Items from a dataset
· · · ·
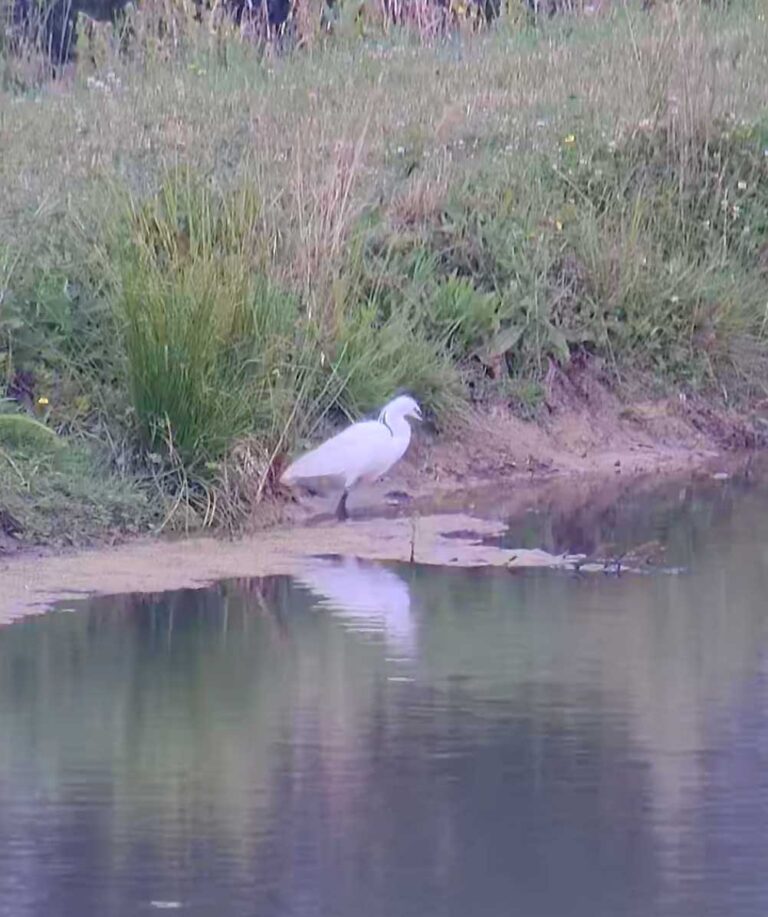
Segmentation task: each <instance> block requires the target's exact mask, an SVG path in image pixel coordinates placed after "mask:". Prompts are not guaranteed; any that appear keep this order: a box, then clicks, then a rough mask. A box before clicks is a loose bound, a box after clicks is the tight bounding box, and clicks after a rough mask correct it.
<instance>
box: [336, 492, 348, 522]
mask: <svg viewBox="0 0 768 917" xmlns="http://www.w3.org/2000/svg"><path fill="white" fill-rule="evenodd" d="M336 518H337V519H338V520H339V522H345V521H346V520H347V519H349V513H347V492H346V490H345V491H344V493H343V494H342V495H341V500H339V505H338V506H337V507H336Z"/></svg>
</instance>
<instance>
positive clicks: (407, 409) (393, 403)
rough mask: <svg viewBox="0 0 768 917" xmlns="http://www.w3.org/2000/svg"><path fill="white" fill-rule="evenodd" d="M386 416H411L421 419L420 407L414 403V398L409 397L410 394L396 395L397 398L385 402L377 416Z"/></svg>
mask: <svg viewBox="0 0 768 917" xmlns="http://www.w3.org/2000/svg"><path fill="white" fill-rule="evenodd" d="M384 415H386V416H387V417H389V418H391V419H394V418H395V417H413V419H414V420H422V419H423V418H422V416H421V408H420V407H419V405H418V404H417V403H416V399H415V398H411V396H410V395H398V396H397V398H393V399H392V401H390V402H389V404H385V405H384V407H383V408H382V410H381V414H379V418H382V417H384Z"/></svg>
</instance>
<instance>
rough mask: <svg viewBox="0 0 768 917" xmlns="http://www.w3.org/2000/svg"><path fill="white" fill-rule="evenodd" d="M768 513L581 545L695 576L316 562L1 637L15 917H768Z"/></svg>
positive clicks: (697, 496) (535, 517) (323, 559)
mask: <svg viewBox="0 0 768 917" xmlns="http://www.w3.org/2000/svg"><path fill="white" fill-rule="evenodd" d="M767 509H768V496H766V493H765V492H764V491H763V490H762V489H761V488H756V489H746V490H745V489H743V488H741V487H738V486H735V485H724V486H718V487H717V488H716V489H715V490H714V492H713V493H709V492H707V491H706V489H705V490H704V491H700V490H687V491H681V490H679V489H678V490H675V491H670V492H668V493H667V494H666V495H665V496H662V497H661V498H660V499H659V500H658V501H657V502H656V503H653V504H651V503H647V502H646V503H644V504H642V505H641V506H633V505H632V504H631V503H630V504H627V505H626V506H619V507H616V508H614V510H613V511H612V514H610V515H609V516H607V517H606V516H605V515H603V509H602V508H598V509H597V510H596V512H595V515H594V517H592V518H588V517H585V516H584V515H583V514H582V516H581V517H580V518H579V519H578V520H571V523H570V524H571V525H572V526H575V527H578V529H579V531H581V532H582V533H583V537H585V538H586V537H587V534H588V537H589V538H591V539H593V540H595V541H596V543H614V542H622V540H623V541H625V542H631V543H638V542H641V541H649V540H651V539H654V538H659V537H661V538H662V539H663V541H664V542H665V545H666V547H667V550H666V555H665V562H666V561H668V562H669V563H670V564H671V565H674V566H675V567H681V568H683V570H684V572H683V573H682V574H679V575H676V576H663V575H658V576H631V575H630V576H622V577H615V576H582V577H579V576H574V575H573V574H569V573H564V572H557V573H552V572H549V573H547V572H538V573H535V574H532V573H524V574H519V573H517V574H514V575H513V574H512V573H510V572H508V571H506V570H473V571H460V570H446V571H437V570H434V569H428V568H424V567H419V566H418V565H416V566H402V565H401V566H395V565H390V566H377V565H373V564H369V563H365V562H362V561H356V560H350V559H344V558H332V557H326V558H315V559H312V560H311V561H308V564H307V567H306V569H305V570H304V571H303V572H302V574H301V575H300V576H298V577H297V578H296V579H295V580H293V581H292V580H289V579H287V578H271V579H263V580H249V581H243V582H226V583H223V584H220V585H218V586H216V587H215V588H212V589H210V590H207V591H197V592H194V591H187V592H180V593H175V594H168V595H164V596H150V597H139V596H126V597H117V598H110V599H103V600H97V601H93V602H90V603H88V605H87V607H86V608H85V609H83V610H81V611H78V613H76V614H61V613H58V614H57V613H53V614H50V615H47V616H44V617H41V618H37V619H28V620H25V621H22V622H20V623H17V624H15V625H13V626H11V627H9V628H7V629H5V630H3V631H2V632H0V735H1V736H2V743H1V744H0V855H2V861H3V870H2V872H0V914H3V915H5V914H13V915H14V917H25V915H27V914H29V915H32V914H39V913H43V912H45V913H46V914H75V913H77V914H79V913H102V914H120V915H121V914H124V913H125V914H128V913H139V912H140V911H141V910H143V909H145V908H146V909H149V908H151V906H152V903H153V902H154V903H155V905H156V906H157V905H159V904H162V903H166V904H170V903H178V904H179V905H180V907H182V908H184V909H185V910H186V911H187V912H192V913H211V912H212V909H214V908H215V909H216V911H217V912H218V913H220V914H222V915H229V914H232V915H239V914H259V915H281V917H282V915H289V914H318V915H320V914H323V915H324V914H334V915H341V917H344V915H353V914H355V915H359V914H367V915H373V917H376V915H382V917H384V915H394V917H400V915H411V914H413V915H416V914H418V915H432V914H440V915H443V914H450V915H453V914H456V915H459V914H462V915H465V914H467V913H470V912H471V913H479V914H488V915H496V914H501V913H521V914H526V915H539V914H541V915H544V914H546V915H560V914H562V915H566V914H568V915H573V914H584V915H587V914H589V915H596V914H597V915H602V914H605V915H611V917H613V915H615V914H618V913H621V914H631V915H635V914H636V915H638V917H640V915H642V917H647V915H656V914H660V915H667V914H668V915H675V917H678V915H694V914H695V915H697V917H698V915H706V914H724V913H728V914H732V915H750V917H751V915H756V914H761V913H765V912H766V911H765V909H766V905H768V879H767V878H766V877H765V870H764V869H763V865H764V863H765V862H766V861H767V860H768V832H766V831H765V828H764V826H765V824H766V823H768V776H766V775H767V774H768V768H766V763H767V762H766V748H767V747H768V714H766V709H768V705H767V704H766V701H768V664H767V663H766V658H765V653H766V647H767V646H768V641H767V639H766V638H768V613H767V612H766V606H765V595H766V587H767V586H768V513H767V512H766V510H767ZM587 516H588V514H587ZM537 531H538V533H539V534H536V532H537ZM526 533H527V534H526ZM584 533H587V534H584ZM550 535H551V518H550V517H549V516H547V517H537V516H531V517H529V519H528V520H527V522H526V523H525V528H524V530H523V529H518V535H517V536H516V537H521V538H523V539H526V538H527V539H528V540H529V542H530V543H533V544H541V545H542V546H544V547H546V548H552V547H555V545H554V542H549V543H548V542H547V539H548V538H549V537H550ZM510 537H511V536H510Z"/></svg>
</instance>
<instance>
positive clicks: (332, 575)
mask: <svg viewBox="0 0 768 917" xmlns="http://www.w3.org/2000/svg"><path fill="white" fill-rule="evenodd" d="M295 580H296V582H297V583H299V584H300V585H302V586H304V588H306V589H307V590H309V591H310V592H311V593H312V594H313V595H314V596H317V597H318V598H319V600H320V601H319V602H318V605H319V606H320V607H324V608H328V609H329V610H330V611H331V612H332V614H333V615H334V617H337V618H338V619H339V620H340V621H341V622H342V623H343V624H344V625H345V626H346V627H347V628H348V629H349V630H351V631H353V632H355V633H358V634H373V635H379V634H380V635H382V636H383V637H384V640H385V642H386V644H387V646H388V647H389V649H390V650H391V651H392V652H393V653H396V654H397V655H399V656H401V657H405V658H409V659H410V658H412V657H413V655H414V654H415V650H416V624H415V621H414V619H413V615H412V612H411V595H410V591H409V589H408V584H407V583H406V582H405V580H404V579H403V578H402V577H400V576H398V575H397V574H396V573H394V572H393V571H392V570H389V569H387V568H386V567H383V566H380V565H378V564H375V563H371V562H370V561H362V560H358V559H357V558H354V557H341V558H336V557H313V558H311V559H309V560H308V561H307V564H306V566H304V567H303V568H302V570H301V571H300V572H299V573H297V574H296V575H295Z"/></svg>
· · · ·
## About this task
Arrange the stretch of the items above, from their start through the line containing "box: [336, 492, 348, 522]", as a Markdown table with columns "No." and "Line", one row per line, blank lines and pictures omitted.

## Exercise output
| No. | Line |
|---|---|
| 1 | Segmentation task: each <instance> block requires the target's exact mask, an SVG path in image pixel coordinates placed after "mask:". Prompts are not guaranteed; any that appear keep this order: a box, then clicks, then a rough mask. A box before clicks is a loose bound, a box after clicks is the tight bounding box, and clicks after a rough mask correct it. |
| 2 | <instance> |
| 3 | box: [336, 492, 348, 522] |